(Goal of the exercise)
The required output is every line from the one with "Pin a point on every instance of the shuttered" through the final line of the data below, unchanged.

━━━ Information provided ━━━

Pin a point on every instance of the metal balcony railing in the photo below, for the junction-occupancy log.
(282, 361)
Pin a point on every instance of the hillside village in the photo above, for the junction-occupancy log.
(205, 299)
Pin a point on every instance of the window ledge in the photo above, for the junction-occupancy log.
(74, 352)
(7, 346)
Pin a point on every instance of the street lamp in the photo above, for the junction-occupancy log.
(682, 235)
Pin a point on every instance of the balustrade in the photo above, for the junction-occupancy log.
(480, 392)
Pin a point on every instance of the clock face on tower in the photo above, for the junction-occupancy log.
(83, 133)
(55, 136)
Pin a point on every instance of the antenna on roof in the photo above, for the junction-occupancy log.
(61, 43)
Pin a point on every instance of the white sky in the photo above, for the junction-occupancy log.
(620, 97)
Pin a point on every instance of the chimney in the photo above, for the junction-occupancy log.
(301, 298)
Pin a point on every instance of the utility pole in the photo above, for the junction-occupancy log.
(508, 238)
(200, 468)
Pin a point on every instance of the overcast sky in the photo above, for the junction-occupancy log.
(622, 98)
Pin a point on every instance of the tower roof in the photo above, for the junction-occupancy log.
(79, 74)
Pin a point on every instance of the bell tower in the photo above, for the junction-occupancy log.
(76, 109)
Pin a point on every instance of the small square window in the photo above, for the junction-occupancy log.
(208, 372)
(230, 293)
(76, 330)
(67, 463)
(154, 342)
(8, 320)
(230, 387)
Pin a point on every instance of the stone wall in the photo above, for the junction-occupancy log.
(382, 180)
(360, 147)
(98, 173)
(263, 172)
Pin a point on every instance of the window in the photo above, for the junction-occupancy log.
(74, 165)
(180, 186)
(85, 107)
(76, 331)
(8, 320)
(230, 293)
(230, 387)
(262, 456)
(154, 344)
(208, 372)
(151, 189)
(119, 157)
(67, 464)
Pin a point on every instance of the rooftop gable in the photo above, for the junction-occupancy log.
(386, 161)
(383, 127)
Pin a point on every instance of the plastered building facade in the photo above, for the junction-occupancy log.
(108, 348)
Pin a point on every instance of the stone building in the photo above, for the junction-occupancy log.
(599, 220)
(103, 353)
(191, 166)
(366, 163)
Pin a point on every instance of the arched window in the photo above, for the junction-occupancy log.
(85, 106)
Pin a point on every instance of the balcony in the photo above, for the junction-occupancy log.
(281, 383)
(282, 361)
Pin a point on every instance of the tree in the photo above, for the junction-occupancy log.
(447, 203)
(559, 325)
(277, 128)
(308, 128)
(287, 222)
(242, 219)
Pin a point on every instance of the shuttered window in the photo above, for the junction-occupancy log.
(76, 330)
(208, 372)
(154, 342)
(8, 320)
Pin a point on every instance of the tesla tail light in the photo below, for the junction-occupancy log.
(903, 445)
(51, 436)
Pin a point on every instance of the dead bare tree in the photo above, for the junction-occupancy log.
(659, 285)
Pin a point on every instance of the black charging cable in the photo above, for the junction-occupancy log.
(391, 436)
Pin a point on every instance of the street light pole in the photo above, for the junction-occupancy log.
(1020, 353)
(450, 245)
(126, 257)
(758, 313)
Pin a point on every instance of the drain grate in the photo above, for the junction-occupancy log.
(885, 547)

━━━

(Answer box)
Pin a point on every instance of the shuttered window in the photo above, for the junction-occupancy log.
(76, 330)
(208, 372)
(154, 342)
(8, 320)
Pin a point on every instance of the tesla tail light in the photo below, for the junction-occupancy log.
(903, 445)
(51, 436)
Pin a point on every instance of the dead bare tree in the photo above, for the junction-occupancy log.
(659, 285)
Pin a point on every instance of the black charging cable in the photo above, for the junction-occupancy log.
(391, 436)
Pin a point on every instance of the street light pole in the photo above, for the junction-occupancy log.
(1020, 353)
(450, 245)
(126, 257)
(758, 313)
Pin a point on every instance of the drain grate in the photo above, for the junction-occupancy log.
(885, 547)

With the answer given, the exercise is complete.